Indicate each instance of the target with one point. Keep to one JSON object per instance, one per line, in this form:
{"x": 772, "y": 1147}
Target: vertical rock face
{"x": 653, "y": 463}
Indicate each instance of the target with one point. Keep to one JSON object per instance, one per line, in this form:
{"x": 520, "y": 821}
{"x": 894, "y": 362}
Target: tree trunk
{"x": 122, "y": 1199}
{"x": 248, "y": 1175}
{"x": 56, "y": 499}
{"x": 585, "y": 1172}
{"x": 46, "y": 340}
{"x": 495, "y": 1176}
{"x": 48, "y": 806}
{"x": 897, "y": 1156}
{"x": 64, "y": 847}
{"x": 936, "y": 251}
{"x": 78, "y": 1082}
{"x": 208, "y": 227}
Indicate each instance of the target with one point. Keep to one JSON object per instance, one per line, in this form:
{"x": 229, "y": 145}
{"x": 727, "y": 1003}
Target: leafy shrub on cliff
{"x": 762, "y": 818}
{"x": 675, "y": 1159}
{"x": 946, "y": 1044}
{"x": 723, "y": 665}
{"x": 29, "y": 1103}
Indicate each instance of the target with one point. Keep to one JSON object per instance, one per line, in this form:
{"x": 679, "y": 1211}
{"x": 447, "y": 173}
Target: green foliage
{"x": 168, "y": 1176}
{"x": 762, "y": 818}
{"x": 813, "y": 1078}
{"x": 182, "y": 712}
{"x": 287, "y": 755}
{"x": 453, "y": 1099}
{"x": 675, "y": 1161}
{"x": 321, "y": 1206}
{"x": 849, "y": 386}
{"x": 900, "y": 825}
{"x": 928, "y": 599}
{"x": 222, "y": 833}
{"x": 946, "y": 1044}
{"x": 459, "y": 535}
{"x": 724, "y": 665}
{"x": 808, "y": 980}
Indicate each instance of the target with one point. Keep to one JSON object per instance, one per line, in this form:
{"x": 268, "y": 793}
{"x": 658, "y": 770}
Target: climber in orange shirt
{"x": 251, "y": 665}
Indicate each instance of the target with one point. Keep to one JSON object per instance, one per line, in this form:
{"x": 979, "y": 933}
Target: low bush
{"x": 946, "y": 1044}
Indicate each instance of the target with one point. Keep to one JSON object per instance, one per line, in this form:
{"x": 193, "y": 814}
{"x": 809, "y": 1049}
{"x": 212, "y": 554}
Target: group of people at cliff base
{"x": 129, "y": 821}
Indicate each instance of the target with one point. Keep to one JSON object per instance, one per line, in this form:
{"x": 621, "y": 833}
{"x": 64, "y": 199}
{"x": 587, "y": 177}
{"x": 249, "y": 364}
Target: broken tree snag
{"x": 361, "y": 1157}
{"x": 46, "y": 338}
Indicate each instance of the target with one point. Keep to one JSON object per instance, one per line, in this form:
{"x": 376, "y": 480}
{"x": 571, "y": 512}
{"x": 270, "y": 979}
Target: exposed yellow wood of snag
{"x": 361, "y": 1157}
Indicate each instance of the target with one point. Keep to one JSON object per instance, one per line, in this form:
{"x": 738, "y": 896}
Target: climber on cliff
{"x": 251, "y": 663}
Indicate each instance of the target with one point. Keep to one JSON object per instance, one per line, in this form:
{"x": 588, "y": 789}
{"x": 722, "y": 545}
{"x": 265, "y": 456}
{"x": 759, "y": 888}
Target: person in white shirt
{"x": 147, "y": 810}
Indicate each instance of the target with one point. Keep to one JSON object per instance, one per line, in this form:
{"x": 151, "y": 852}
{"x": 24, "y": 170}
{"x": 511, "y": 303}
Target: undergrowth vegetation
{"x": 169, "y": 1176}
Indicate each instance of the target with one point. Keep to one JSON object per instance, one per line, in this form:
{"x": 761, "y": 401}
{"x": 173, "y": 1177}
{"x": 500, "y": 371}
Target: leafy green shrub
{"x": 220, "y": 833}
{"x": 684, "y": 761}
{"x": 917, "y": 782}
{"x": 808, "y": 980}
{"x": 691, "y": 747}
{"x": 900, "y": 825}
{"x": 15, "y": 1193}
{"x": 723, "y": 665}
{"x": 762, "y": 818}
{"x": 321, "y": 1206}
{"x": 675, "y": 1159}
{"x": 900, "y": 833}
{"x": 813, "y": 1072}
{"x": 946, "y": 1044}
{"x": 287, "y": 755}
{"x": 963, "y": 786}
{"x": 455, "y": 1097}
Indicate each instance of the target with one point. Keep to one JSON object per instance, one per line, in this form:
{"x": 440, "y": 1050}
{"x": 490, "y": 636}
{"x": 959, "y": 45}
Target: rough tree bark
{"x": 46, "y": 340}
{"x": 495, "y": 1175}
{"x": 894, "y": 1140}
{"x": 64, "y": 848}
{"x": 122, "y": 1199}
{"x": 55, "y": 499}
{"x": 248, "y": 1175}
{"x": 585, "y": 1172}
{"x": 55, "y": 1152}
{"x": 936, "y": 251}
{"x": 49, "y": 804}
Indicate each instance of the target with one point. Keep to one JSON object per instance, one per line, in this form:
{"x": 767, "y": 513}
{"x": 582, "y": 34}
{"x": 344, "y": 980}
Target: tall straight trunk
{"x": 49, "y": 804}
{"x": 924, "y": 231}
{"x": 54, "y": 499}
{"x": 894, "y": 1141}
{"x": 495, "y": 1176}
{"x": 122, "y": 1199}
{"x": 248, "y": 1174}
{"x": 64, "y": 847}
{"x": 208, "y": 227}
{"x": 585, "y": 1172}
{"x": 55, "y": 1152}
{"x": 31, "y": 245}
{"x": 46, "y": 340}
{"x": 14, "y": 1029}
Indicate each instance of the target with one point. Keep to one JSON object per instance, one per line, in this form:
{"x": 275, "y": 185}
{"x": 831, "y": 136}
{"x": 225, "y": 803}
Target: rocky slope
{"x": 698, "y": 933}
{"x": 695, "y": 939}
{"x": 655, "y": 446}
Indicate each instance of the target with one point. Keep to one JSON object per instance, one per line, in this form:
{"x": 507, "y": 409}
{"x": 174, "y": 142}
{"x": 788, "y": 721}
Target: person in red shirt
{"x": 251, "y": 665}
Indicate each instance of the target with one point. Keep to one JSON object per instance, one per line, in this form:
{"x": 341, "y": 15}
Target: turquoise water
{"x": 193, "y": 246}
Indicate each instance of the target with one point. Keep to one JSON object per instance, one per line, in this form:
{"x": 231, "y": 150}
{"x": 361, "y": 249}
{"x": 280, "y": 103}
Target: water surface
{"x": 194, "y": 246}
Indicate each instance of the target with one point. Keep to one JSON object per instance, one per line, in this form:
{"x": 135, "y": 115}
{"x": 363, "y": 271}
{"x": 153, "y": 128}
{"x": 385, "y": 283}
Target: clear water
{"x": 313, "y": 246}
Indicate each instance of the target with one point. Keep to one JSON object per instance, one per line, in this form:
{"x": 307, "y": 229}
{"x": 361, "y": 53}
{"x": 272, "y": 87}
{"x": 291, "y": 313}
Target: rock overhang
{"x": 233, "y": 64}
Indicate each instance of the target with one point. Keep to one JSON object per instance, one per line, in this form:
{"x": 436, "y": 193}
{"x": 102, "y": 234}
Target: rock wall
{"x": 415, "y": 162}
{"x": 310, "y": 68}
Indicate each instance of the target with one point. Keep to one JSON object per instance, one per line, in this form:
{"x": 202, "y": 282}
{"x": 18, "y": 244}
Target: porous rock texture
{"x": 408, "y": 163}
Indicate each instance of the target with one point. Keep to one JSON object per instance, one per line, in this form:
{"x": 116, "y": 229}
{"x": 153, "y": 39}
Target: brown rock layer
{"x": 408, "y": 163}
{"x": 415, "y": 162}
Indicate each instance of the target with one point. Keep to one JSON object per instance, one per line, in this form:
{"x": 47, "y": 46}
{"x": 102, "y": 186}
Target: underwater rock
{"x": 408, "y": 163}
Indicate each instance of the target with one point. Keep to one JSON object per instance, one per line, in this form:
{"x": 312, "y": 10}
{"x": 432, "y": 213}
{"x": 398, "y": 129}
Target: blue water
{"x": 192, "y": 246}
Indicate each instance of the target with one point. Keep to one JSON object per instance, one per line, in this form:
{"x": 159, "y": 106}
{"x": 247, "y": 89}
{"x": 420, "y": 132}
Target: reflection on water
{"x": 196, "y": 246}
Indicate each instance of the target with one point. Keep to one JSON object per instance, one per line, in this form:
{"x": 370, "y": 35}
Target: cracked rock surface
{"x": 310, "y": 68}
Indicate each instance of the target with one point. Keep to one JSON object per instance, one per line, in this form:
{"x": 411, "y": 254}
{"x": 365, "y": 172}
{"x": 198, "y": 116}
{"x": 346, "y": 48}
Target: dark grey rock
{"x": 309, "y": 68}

○ ○ ○ ○

WHAT IS NEEDED
List each line of the items above that contains the word "shrub". Case counts.

SOLUTION BELOW
Target: leafy shrub on cliff
Target: leafy green shrub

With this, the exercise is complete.